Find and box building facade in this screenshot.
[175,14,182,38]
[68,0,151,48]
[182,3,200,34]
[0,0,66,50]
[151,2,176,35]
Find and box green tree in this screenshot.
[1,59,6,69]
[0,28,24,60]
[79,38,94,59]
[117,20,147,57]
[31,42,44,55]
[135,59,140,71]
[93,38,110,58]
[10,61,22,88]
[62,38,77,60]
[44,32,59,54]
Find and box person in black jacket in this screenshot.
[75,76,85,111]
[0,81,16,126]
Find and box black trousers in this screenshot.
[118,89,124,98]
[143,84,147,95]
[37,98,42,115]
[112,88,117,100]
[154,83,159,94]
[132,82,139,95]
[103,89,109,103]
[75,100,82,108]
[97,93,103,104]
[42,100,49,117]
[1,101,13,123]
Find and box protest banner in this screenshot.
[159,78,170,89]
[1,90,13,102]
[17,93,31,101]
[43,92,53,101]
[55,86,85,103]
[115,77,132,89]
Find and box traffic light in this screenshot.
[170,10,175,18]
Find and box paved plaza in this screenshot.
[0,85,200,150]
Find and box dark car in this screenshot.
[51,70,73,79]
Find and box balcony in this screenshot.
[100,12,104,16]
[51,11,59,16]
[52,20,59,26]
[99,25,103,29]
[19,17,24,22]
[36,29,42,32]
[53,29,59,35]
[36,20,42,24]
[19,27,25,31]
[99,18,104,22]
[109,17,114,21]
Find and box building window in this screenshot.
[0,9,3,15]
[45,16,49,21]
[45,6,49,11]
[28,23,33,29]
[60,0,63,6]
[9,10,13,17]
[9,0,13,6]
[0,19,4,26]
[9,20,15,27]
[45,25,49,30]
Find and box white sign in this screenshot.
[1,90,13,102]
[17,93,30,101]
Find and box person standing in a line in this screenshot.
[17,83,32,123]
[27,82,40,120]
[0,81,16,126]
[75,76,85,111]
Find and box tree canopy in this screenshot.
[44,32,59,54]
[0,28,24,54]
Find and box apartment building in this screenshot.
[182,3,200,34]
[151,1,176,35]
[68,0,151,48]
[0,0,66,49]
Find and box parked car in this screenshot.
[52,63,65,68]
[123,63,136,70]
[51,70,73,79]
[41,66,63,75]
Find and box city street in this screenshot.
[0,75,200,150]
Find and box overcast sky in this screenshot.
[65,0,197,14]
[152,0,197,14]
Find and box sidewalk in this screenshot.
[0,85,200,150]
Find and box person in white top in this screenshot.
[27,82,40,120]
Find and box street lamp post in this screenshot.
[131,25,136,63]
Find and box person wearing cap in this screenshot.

==

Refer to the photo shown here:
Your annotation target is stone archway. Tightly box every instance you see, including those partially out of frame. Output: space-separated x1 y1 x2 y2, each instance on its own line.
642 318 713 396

...

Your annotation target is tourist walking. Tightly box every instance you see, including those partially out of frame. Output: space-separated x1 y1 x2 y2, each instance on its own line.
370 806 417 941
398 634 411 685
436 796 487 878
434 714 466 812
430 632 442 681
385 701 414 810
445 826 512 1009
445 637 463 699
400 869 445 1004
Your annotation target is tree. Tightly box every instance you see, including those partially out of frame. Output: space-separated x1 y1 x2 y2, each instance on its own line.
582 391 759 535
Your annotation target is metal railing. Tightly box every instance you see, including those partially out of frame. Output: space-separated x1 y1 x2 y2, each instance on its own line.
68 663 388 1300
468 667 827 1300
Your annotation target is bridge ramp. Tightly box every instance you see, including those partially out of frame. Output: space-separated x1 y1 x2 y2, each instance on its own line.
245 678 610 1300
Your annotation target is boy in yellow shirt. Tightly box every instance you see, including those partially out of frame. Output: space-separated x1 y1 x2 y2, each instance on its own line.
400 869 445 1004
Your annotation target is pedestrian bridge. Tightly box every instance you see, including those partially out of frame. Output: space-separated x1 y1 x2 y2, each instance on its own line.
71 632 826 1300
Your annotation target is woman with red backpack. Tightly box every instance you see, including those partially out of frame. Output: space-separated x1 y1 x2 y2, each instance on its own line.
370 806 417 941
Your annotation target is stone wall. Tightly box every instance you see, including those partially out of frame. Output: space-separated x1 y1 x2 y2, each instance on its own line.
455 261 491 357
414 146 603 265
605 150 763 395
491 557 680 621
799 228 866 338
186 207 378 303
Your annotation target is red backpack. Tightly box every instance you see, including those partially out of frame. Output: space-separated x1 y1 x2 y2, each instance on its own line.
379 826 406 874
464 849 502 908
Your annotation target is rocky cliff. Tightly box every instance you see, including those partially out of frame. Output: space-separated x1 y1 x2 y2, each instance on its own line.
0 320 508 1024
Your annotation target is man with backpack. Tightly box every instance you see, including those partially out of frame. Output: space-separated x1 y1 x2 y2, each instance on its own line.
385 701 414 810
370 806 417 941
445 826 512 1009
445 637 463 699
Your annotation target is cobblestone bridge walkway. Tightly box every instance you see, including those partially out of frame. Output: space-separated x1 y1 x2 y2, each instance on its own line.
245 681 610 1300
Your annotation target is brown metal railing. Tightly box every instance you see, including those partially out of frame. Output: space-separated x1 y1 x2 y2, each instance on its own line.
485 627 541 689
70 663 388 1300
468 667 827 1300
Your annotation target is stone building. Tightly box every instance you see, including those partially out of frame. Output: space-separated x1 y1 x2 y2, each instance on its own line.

PROMPT ▸ Reproduce the records verbatim from the line with "Find and box paved plaza in this screenshot." to the line with "Find and box person wearing", including both of those lines.

ANSWER IN FULL ▸
Find and box paved plaza in this screenshot.
[0,85,200,150]
Find and box dark car in this screenshot.
[51,70,73,79]
Find and box balcony in this screenshot.
[100,12,104,16]
[51,11,59,16]
[52,20,59,26]
[99,25,103,29]
[19,17,24,22]
[36,29,42,32]
[53,29,59,35]
[36,20,42,24]
[19,27,25,31]
[99,18,104,22]
[109,17,114,21]
Find and box building window in this screenshot.
[0,9,3,15]
[45,16,49,21]
[45,6,49,11]
[28,23,33,29]
[60,0,63,6]
[9,10,13,17]
[9,0,13,6]
[0,19,4,26]
[9,20,15,27]
[45,25,49,30]
Find and box white sign in this screenshot.
[1,90,13,102]
[17,93,30,101]
Find and box person standing in a line in this screenshot.
[17,83,32,123]
[27,82,40,120]
[0,81,16,126]
[75,76,85,111]
Find and box tree canopy in this screenshot.
[44,32,59,54]
[0,28,24,54]
Find and box apartment building in this screenshot.
[182,3,200,34]
[151,1,176,35]
[68,0,151,48]
[0,0,66,49]
Find and box parked car in this screenshot.
[52,63,65,68]
[123,63,136,70]
[51,70,73,79]
[41,66,63,75]
Find and box city street in this screenshot.
[0,75,200,150]
Find and box overcast sky in this screenshot.
[65,0,197,14]
[152,0,197,14]
Find and box sidewalk in this screenshot.
[0,85,200,150]
Find and box person in white top in this screenshot.
[27,82,40,120]
Find and box street lamp post in this screenshot.
[131,25,136,63]
Find and box person wearing cap in this screenshot.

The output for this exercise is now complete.